Periodontal infections stimulate the body to secrete monocyte-derived cytokines and interleukins as part of the innate immune defense system against microbial challenges. Gram-negative bacteria present in periodontal infections and dental plaque release lipopolysaccharides (endotoxin) that induce the secretion of proinflammatory cytokines. Periodontal infections may contribute directly to cardiovascular disease (e.g., atherosclerosis and thromoembolic conditions) by stimulating the immune system to produce proinflammatory cytokines (Beck et al., 1996).

Periodontal disease and its role in systemic inflammation has been shown in research identifying oral pathogenic bacteria, including A. actinomycetemecomitans, in atheromas in carotid arteries (Padilla et al., 2006). Evidence reported by Michaud et al. (2007) suggest that men with periodontal disease have a 63 percent higher risk of developing pancreatic cancer. The association of periodontal disease with chronic inflammation and pancreatic cancer needs more research to confirm the relationship.

Evidence indicates that there is an effect of periodontal disease on the risk of developing cardiovascular disease, which is one of the major causes of death in the U.S. Atherosclerosis is a disease of blood vessels in which endothelial cells lining the vessels are injured. Endothelial injury can be caused by a wide variety of noxious stimuli including hypertension, smoking, hyperlipidemia, toxins, viruses, immune reactions, and bacteria. In response to endothelial injury the inner wall (intima) of the vessel wall thickens. The thickened areas are called atheromas (or atheromatous plaques) that contain lipids, cholesterol, and fatty acids surrounded by a fibrous capsule. The presence of atheromatous plaque increases the risk of thrombosis or stenosis leading to decreased blood flow and myocardial infarction (heart attack).

The most important link between heart disease and periodontal disease is inflammation. Periodontal disease is one of the body's most common chronic inflammatory conditions. The inflammation occurs as a defense mechanism against bacteria that colonize the body. During the course of periodontal infections inflammatory mediators and bacteria enter the blood stream and travel to other parts of the body, such as the heart.

Briggs et al. (2006) have shown that coronary heart disease is associated with poor periodontal health in middle-aged males. This study measured serum levels of C-reactive protein (CRP), that is produced in the liver in response to a bacterial. CRP is a nonspecific marker for inflammation and is associated with an increased risk of developing cardiovascular disease. The study found that males with periodontitis have higher serum levels of CRP than individuals without periodontitis.

> **Dataset content**
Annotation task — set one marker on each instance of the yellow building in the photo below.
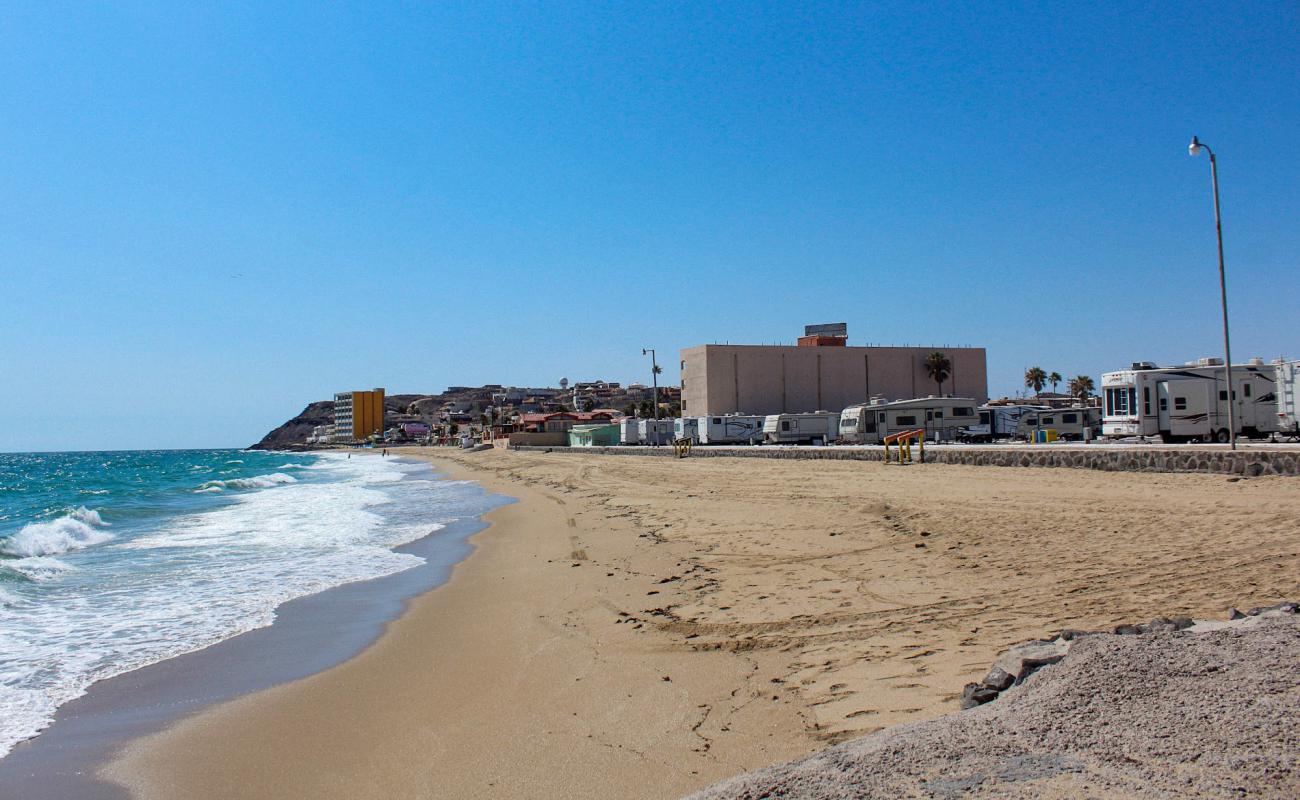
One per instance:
(358, 415)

> **Required work**
Extend the text on periodontal disease and cardiovascular risk, starting after its final sentence. The data has nothing to do with the text on periodontal disease.

> **Output below**
Periodontal infections have also been shown to be an independent risk factor for ischemic stroke (Grau et al., 2004). These investigators found that the risk for cerebral ischemia was 4.3 times higher in people with severe periodontitis compared to those with mild or no periodontitis.

Porphyromonas gingivalis, a major periodontal pathogen, has been shown to have higher prevalence in atherosclerotic plaques than other bacteria (Ford et al., 2005 & 2007). Other bacteria found significantly higher in arteries by Ford et al.'s research included Fusobacterium nucleatum and Tannerella forsythia (2005). These studies show that periodontal pathogens play a role in the development of atherosclerosis, as well as the fact that the immune response to multiple pathogens appears to be very complex (Ford et al., 2007). Streptococci, such as Streptococcus sanguinis, are common components of dental plaque from healthy sites. However, they may cause systemic problems when they enter the blood stream. Herzberg and Meyer (1998) have shown that when S. sanguinis is introduced into the blood stream of rabbits, the animals develop life-threatening thrombi (blood clots) in their circulatory system. The effect of periodontal disease on developing cardiovascular diseases, however, continues to be an area of investigation and more studies are needed to establish a cause-and-effect relationship between the two.

Periodontal diseases are emerging as a new risk factor for premature birth and low birth weight. It may have just as much of an impact on these complications as smoking, alcohol, drug use, and genitourinary tract infections. The relation between periodontal infections with preterm birth and low birth weight has been researched to indicate that women with periodontitis have an increased risk for adverse pregnancy outcomes (Offenbacher et al., 2001; Madianos et al., 2001). The mechanism explaining the effects of periodontitis on preterm birth suggests that microbes, including lipopolysaccharides (endotoxins), enter the uterine cavity during pregnancy and stimulate cytokine production (inflammation). The production of proinflammatory mediators lead to prostaglandin synthesis, which contracts the uterine muscles, dilates the cervix, and premature rupture of membranes (Rose et al., 2004).

Buduneli et al. (2005) found that the following subgingival bacteria, Peptostreptococcus micros and Campylobacter rectus, both play a role in increasing the risk for pre-term low birth weight. The exposure to the oral bacteria results in fetal inflammation and infection, which further increases the risk of pre-term birth (Boggess et al., 2005; Offenbacher et al., 2005). Fusobacteriaum nucleatum, a gram-negative oral anaerobe, was also found to be associated in adverse pregnancy outcomes by colonizing the walls of the placenta (Han et al., 2004). Further studies need to be established on the relation of periodontal disease with pre-term birth and low birth weight to develop a statistically significant association (Bassani et al., 2007).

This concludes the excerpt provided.